ARTÍCULO:
:::
Esta gran obra es un monumento de carácter principalmente histórico, y en esa condición estriba su mayor valor, pesentando y comentando documentos antiguos. Pero también ofrece de paso consideraciones teológicas, que con frecuencia están afectadas por una ideología indigenista no conciliable con la fe católica. Podremos apreciar las principales tendencias indigenistas en las citas que siguen, aunque, como es lógico, cada indigenismo religioso se expresa con fisonomía propia.
Envié posteriormente una amplio informe crítico sobre este libro a la Congregación de la Fe (cardenal Ratzinger) y al Arzobispado de México C.D. (cardenal Rivera), pero sin ningún resultado.
–La excelsa religión azteca, sublime en el conocimiento de Dios
Afirman muchas veces los autores de esta obra que los misioneros que llegaron a México no entendieron en absoluto la excelsa religiosidad de los aztecas. Pensaron de ellos que eran politeístas e idólatras. No llegaron a conocer los misioneros que el concepto que aquellos indios tenían de Dios «era tan definido, tan depurado y tan rico en su sentido ontológico que podría equipararse –y superar– al pensamiento europeo de su época» (pg. 155); es decir, a la fe de la Iglesia sobre Dios.
La religiosidad náhuatl, según ellos, no era propiamente politeísta. Es cierto que daba nombres y cultos diversos a varios dioses, pero con ello solo venía a personalizar atributos divinos diversos. En realidad creía en un solo Dios y Señor. Y ese monismo integrador «contradice tanto y tan poco al principio monoteístico como la Trinidad cristiana» (156).
Los antiguos sabios religiosos «alcanzaron las máximas alturas a que ha podido llegar la mente humana en su reflexión sobre Dios» (159). Más aún, «su idea de Dios era tan o más cristiana que la de sus evangelizadores» (518).
Estas enormidades indigenistas, ya en el año 1999, eran difundidas por tres sacerdptes historiadores, doctores y docentes, bajo el patrocinio o la tolerancia de la Congregación de la fe y del Primado de México.
:::
OBJETIVO A:
Responde según el artículo:
(i) ¿A qué dos instancias se envió el informe crítico sobre el libro?
(ii) Según los autores de la obra, ¿qué venía a personalizar la religiosidad náhuatl al dar nombres y cultos diversos a varios dioses?
(iii) ¿En qué año se difundían ya estas ideas, según el artículo?
OBJETIVO B: Reproduce sin cambios el pasaje del artículo que empieza en las palabras "Estas enormidades indigenistas, ya" y termina después de "Primado de México.".
Las filas no intervienen en esto.

FILAS DADAS:
:::
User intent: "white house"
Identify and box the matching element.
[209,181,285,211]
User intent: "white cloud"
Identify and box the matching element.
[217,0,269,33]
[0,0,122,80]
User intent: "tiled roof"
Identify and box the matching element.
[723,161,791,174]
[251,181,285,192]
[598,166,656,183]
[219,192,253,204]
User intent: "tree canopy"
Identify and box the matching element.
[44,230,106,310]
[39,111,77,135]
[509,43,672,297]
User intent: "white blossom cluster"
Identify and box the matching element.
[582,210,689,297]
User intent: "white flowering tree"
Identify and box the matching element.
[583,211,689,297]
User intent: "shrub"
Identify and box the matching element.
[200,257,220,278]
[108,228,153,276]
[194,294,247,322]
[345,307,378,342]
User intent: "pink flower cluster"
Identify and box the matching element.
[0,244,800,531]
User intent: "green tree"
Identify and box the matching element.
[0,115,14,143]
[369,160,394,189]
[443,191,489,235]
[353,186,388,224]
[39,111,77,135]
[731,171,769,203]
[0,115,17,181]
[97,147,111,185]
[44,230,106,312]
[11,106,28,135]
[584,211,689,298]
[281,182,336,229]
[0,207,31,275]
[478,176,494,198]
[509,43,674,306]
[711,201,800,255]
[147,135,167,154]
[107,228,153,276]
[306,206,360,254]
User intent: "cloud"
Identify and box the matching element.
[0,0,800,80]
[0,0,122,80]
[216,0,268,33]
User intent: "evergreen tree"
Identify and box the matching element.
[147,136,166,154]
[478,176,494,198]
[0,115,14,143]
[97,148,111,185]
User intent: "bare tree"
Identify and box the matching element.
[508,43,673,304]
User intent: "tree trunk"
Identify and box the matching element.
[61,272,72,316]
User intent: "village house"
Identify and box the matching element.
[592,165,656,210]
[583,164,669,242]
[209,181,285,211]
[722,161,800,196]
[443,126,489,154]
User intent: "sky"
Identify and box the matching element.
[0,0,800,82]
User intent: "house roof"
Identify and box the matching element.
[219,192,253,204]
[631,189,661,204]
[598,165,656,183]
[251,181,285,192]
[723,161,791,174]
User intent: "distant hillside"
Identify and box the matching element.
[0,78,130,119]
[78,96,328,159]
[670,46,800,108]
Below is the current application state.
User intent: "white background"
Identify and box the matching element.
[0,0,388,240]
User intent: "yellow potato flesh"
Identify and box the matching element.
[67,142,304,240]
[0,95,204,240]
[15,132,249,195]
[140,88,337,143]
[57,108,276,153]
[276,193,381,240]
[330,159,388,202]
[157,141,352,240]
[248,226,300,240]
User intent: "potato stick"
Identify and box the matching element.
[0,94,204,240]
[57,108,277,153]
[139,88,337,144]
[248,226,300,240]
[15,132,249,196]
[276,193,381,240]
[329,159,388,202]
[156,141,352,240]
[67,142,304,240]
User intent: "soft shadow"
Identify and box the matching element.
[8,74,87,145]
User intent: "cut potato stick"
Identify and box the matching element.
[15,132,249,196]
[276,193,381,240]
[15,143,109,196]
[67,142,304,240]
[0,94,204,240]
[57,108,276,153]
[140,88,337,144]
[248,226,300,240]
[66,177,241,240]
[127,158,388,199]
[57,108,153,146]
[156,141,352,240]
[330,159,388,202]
:::
RESPUESTA A:
(i) A la Congregación de la Fe (cardenal Ratzinger) y al Arzobispado de México C.D. (cardenal Rivera).
(ii) Atributos divinos diversos.
(iii) En 1999.

RESPUESTA B:
Estas enormidades indigenistas, ya en el año 1999, eran difundidas por tres sacerdptes historiadores, doctores y docentes, bajo el patrocinio o la tolerancia de la Congregación de la fe y del Primado de México.